#### [Text passage]
▼
So, according to Claire Tomalin, today’s children don’t have the attention span for Dickens? The television’s on in the corner so we can’t really concentrate on the argument other than to say that Dickens himself, who objected to both memorialisation and cruelty to children, would not have condoned force feeding his dense prose to young readers. The truth is that some children will take to Dickens, and others won’t; it was probably exactly the same when Tomalin was at school. In the meantime, here’s our selection of titles to help them on their way.
Oliver Twisted by J D Sharpe (Electric Monkey) - the boy who asked for gore, set amidst zombies, vampires and ghouls.
Liesl and Po by Lauren Oliver (Hodder & Stoughton )- tragic orphan, wicked stepmother, metaphysics - this lovely story for younger children has it all.
▲
#### [Given information]
▼
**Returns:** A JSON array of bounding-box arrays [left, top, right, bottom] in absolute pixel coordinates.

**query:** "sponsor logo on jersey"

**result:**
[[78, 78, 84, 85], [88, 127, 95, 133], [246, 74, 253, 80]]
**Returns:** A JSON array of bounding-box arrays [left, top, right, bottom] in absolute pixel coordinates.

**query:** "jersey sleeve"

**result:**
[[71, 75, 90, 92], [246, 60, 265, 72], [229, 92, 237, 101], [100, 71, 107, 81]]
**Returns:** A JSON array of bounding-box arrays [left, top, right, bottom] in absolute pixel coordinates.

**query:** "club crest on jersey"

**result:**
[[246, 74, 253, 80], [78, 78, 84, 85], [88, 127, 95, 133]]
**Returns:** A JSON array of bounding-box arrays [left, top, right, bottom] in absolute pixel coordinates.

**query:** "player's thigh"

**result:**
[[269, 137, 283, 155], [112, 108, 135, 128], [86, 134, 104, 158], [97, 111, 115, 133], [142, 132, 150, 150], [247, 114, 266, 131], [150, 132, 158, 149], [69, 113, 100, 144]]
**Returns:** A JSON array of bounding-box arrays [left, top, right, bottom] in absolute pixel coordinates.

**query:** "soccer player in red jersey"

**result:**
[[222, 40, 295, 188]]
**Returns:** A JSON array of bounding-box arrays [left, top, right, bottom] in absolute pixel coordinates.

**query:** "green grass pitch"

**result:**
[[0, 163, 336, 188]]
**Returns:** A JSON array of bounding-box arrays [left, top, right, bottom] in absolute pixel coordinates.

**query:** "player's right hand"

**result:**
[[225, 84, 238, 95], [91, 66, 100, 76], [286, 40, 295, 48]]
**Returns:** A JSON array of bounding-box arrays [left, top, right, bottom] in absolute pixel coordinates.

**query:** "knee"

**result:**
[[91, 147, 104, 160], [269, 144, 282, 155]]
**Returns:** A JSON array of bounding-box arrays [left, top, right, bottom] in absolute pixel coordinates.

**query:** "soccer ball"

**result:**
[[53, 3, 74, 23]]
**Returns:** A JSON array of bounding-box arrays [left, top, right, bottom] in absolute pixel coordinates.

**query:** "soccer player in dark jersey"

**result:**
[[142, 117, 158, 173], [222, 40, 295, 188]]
▲
#### [Given request 1]
Print the passage on children reading Dickens from "Liesl and Po" to "has it all.", word for word.
#### [Given request 2]
Write the continuation of the passage on children reading Dickens, beginning directly after its final sentence.

#### [Final answer 1]
Liesl and Po by Lauren Oliver (Hodder & Stoughton )- tragic orphan, wicked stepmother, metaphysics - this lovely story for younger children has it all.

#### [Final answer 2]
Six Days by Philip Webb (Chickenhouse) - a dystopian novel set in a richly evoked post-apocalyptic London
The Eddie Dickens Trilogy by Philip Ardagh (Faber) - ah, Mad Uncle Jack and Even-Madder Aunt Maud, Malcolm the stuffed stoat; Mrs Cruel Streak and St Horrid’s Home for Grateful Orphans. This was the book that launched a thousand imitators and it’s still the best.
The Black Book of Secrets by F E Higgins (Macmillan). Ludlow Fitch, Jeremiah Ratchett and Joe Zabbidou - Higgins out-Dickens Dickens when it comes to names in this stylish Gothic fairy tale about a pawnbroker who buys guilty secrets.